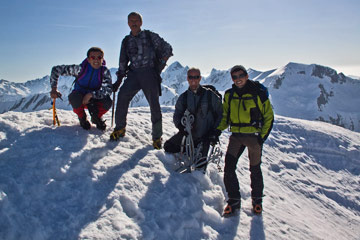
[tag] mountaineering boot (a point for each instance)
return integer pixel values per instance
(94, 112)
(117, 134)
(257, 205)
(157, 144)
(201, 164)
(84, 123)
(232, 207)
(100, 124)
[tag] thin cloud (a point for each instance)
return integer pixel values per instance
(68, 26)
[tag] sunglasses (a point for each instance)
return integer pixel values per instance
(238, 76)
(194, 77)
(93, 57)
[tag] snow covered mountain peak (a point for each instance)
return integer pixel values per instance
(312, 92)
(75, 184)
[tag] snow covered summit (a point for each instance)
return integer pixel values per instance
(68, 183)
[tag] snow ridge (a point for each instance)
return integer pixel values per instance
(67, 183)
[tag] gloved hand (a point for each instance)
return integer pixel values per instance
(182, 130)
(260, 140)
(118, 82)
(214, 137)
(54, 93)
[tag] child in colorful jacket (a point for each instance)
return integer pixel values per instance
(92, 87)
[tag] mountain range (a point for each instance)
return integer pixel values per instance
(311, 92)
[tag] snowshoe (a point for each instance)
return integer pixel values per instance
(157, 144)
(232, 207)
(84, 123)
(100, 124)
(257, 205)
(117, 134)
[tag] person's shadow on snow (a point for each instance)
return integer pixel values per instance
(174, 208)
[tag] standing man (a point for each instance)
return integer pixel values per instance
(206, 107)
(143, 55)
(248, 112)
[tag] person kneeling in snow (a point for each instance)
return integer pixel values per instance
(92, 88)
(206, 107)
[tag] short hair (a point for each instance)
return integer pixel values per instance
(135, 14)
(237, 68)
(95, 49)
(194, 69)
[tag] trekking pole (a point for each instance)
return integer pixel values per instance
(55, 117)
(54, 112)
(112, 111)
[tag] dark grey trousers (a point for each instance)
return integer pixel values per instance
(145, 79)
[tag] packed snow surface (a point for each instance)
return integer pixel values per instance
(68, 183)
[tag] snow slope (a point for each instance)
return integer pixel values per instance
(67, 183)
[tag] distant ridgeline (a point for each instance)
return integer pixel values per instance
(311, 92)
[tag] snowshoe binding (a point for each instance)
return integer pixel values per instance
(117, 134)
(257, 205)
(232, 207)
(84, 123)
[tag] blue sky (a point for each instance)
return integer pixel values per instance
(260, 34)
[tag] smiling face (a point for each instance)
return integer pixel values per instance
(239, 78)
(95, 59)
(194, 78)
(135, 24)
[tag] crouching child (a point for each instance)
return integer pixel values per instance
(92, 87)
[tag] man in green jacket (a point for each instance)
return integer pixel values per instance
(248, 112)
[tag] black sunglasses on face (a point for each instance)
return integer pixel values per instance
(238, 76)
(194, 77)
(93, 57)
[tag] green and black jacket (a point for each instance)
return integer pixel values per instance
(247, 110)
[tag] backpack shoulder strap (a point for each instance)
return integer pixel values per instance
(231, 91)
(185, 99)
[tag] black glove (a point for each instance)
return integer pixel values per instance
(182, 130)
(116, 85)
(214, 137)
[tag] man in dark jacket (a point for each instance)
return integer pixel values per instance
(248, 112)
(92, 87)
(143, 55)
(206, 107)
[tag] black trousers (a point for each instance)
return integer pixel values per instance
(236, 147)
(145, 79)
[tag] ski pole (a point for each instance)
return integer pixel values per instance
(54, 112)
(55, 117)
(112, 111)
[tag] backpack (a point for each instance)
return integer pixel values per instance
(257, 118)
(207, 88)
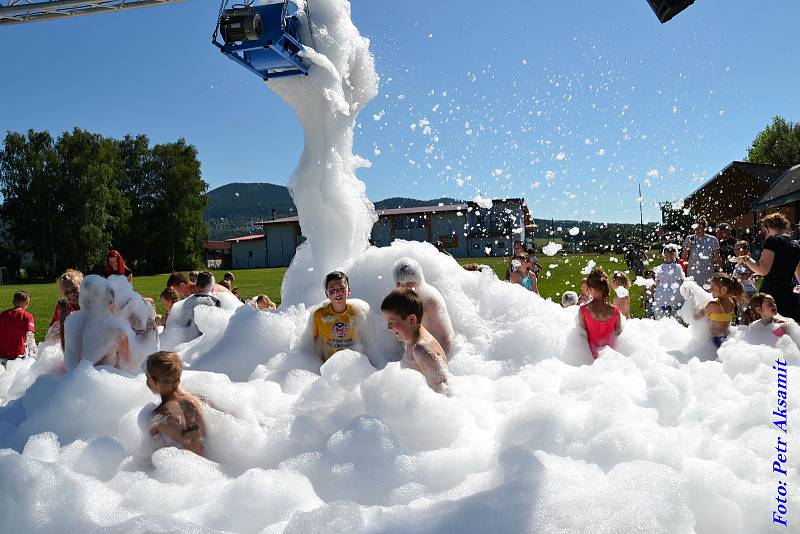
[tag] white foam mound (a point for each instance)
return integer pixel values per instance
(656, 439)
(663, 434)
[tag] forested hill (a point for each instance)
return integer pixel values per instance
(233, 208)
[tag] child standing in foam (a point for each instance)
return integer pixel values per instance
(337, 324)
(669, 277)
(765, 309)
(404, 312)
(600, 319)
(17, 330)
(585, 296)
(622, 299)
(721, 311)
(178, 420)
(407, 273)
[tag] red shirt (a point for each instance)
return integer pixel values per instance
(57, 316)
(14, 325)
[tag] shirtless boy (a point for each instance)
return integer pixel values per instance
(178, 420)
(402, 309)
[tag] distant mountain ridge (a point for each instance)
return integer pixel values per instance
(233, 208)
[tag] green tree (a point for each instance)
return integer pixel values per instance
(178, 230)
(778, 143)
(93, 205)
(33, 191)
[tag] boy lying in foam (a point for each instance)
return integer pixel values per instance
(178, 420)
(403, 311)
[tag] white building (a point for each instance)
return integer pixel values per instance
(466, 230)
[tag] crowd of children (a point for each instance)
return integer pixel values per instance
(415, 313)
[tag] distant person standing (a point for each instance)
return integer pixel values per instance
(778, 264)
(726, 245)
(16, 330)
(701, 251)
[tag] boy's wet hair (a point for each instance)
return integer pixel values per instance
(598, 279)
(72, 276)
(730, 283)
(403, 302)
(569, 298)
(621, 278)
(266, 300)
(20, 298)
(205, 280)
(165, 367)
(757, 300)
(336, 276)
(742, 244)
(176, 279)
(170, 295)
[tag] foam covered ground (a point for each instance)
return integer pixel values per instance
(660, 436)
(533, 440)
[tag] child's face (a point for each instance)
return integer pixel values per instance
(768, 309)
(717, 290)
(403, 329)
(337, 291)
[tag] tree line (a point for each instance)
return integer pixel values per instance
(68, 201)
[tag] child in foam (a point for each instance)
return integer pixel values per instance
(403, 310)
(600, 319)
(93, 333)
(585, 296)
(721, 311)
(17, 330)
(168, 297)
(621, 285)
(115, 265)
(69, 284)
(178, 420)
(338, 324)
(669, 277)
(407, 273)
(521, 273)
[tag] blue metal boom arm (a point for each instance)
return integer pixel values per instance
(21, 11)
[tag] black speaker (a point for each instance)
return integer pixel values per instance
(240, 24)
(666, 9)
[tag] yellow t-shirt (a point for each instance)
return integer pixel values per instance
(336, 330)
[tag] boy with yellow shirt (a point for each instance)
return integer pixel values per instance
(338, 324)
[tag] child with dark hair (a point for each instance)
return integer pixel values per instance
(178, 420)
(720, 312)
(600, 319)
(622, 297)
(403, 312)
(585, 296)
(17, 330)
(115, 264)
(168, 297)
(337, 324)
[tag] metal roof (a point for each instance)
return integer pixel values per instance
(786, 189)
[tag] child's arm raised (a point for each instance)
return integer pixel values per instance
(433, 369)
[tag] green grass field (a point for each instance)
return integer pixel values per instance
(564, 275)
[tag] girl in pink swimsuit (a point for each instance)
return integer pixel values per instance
(599, 318)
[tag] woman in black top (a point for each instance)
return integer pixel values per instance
(778, 264)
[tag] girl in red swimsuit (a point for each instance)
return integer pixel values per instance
(599, 318)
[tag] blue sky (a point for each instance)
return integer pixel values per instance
(571, 104)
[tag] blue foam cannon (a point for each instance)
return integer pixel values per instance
(264, 39)
(666, 9)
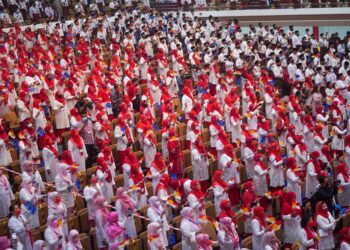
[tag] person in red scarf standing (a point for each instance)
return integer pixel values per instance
(200, 164)
(61, 114)
(344, 185)
(196, 199)
(50, 154)
(77, 148)
(259, 227)
(176, 157)
(294, 178)
(106, 181)
(157, 169)
(308, 237)
(291, 218)
(220, 188)
(123, 134)
(325, 226)
(229, 166)
(344, 238)
(137, 188)
(125, 207)
(313, 170)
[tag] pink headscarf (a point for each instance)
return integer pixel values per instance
(125, 201)
(203, 242)
(154, 236)
(100, 207)
(75, 245)
(114, 230)
(186, 215)
(226, 225)
(153, 204)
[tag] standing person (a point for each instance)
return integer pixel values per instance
(50, 154)
(57, 208)
(114, 231)
(158, 167)
(196, 199)
(344, 238)
(307, 235)
(74, 241)
(344, 185)
(176, 157)
(200, 164)
(91, 192)
(325, 226)
(19, 227)
(125, 207)
(258, 227)
(64, 182)
(291, 218)
(189, 226)
(228, 237)
(220, 190)
(101, 220)
(154, 239)
(29, 199)
(6, 195)
(77, 148)
(54, 234)
(105, 180)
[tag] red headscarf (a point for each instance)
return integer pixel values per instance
(259, 214)
(76, 139)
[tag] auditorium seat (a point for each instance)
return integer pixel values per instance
(84, 220)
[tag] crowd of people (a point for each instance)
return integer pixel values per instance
(264, 116)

What to do:
Set down exactly the lines running from the beginning of the entries above to the line that contains "[tag] sunglasses (a point for each instance)", including both, and leave out pictures.

Response to this task:
[tag] mountaineering boot (a point for each instance)
return integer pixel values per instance
(94, 112)
(117, 134)
(257, 205)
(157, 144)
(201, 164)
(84, 123)
(232, 207)
(100, 124)
[tag] thin cloud (a point for each instance)
return integer pixel values per instance
(68, 26)
[tag] sunglasses (a point for each instance)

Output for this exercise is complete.